Por el vínculo que en la Iglesia une a todos los fieles, los cristianos de hoy llevamos de alguna manera el peso de los errores y de las culpas de quienes nos han precedido, aun no teniendo responsabilidad personal en esos errores. Y, en ese sentido, la Iglesia pide ahora perdón por esas culpas. La Iglesia abraza a sus hijos del pasado y del presente en una comunión real y profunda, y asume sobre sí el peso de las culpas también pasadas, para purificar la memoria y vivir la renovación del corazón y de la vida según la voluntad del Evangelio.
Sin pedir nada a cambio
La Iglesia pide perdón y, a su vez, ofrece su perdón a cuantos la han ofendido (cuestión bastante significativa si se piensa en tantas persecuciones como los cristianos han sufrido a lo largo de la historia). Pero la Iglesia no exige la petición de perdón ajena como premisa de la propia. No pide nada a cambio.
Pedir perdón de las culpas del pasado es un signo de vitalidad y de autenticidad de la Iglesia, que refuerza su credibilidad y ayudará a modificar esa falsa imagen de oscurantismo e intolerancia con que, por ignorancia o por mala fe, algunos se complacen en identificarla. Esclarecer la verdad será siempre una liberación.
Dilucidar la verdad histórica
La Iglesia es una sociedad viva que atraviesa los siglos, y a través de ese caminar por la historia, no puede evitar que el grano bueno esté mezclado con la cizaña, que la santidad se establezca junto a la infidelidad y el pecado.
Clarificar la verdad hará que la luz destaque más sobre las sombras, porque, junto a sus fallos, destacarán sus grandes méritos. No puede olvidarse que es la Iglesia quien inició los hospitales, los hospicios, las escuelas, las universidades; que millones de cristianos, en todo el mundo, se han dedicado a una tarea misionera que era también una tarea de asistencia, de caridad, muchas veces heroica hasta el martirio. Hay que evitar tanto una apologética que pretenda justificarlo todo, como una culpabilización indebida, propia de cristianos acomplejados.
La Iglesia no tiene miedo a la verdad que emerge de la historia. Está dispuesta a reconocer equivocaciones allí donde se hayan verificado. Pero desconfía de los juicios generalizados de absolución o de condena respecto a las diversas épocas históricas. Confía en la investigación paciente y honesta sobre el pasado, libre de prejuicios de tipo confesional o ideológico.
Su petición de perdón no es ostentación de humildad ficticia, ni retractación de su historia, ciertamente rica en méritos en el terreno de la caridad, de la cultura, de la santidad. Responde más bien a una irrenunciable exigencia de verdad, que, junto a los aspectos positivos, reconoce los límites y las debilidades humanas de las sucesivas generaciones de cristianos.
El hecho de que, por ejemplo, algunas veces a lo largo de la historia la verdad se haya alzado con aires o con hechos de intolerancia, e incluso que en su error haya llegado a llevar hombres a la hoguera, no es culpa de la verdad, sino de quienes en su momento no supieron entenderla. Todo, hasta lo más grande, puede degradarse. Es cierto que el amor puede hacer que un insensato cometa un crimen que considera hecho por amor, pero no por eso hay que abominar del amor, ni de la verdad, que nunca dejarán de ser las raíces que sostienen la vida humana.

-------------------------

Repite sin cambios el pasaje del texto sobre la petición de perdón de la Iglesia desde "La Iglesia no tiene" hasta "confesional o ideológico.".

▸ **Extractos de filas**
-------------------------

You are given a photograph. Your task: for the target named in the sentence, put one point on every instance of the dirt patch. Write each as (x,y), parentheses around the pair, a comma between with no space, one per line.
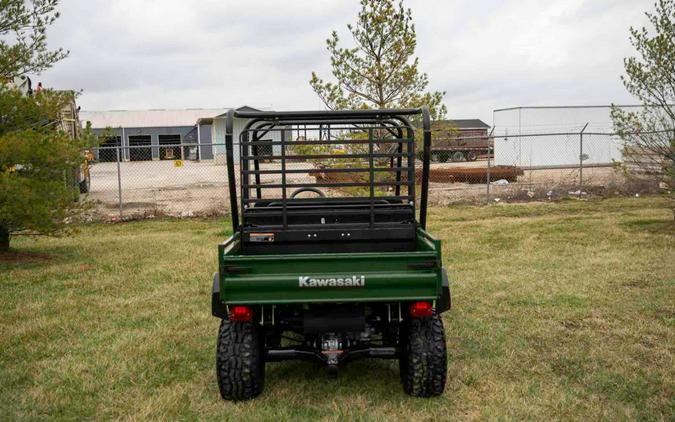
(23,257)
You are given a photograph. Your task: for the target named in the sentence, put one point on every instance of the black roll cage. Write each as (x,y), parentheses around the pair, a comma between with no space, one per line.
(261,123)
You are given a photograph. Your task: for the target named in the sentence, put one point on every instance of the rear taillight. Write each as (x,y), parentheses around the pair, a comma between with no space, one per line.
(421,309)
(241,314)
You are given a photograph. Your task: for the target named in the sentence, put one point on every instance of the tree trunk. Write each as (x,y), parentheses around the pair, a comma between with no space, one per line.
(4,239)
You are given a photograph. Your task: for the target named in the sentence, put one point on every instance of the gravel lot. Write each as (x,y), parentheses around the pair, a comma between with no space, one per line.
(200,188)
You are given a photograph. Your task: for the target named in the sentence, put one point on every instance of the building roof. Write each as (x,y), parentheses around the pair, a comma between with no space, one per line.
(152,118)
(147,118)
(468,123)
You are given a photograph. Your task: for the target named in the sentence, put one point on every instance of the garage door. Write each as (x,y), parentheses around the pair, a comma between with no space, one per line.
(169,147)
(140,148)
(107,151)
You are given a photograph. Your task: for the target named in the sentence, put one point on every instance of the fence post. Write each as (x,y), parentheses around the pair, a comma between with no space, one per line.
(581,159)
(119,180)
(487,174)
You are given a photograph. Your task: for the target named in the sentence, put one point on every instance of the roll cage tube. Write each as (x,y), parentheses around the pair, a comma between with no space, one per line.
(271,119)
(232,184)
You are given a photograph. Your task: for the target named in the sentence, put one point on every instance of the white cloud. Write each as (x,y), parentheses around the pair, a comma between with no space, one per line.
(484,54)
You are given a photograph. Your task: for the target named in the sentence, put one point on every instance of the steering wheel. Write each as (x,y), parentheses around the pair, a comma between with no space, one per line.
(308,189)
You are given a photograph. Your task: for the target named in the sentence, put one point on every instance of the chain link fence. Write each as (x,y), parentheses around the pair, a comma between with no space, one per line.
(127,183)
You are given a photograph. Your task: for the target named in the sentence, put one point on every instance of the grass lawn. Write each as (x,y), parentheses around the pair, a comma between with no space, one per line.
(563,310)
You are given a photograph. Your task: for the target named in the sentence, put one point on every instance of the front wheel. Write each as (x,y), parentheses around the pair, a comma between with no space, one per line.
(423,361)
(240,365)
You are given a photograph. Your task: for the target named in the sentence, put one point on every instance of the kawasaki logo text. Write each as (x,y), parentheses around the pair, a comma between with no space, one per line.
(353,281)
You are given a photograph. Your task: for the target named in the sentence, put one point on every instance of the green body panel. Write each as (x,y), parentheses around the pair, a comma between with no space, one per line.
(274,279)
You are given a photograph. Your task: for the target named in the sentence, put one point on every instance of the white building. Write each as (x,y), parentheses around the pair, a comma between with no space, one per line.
(161,134)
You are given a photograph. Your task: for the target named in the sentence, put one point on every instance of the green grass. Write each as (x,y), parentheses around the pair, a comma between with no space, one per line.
(560,311)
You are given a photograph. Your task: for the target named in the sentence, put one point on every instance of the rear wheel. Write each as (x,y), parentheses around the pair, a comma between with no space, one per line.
(423,361)
(240,366)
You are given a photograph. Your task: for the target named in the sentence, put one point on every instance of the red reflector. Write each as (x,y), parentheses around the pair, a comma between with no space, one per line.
(421,309)
(241,314)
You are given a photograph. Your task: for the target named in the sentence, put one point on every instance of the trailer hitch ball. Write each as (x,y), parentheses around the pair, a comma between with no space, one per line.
(332,371)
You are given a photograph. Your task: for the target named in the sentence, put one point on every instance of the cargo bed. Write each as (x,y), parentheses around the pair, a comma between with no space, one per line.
(330,277)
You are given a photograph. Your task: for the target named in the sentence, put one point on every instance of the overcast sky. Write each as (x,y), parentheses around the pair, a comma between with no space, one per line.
(486,54)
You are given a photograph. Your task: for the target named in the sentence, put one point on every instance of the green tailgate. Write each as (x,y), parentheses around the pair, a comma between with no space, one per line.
(330,277)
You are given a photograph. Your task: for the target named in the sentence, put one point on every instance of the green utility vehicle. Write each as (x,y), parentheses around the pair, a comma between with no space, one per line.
(329,260)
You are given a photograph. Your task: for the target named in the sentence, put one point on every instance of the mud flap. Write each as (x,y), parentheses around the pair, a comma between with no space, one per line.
(217,307)
(445,301)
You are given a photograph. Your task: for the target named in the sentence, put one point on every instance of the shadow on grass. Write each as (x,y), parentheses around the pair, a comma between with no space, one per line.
(651,225)
(36,257)
(367,375)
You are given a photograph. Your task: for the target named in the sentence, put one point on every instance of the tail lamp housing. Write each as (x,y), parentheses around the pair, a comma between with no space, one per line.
(241,313)
(421,309)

-------------------------

▸ **Resultado**
La Iglesia no tiene miedo a la verdad que emerge de la historia. Está dispuesta a reconocer equivocaciones allí donde se hayan verificado. Pero desconfía de los juicios generalizados de absolución o de condena respecto a las diversas épocas históricas. Confía en la investigación paciente y honesta sobre el pasado, libre de prejuicios de tipo confesional o ideológico.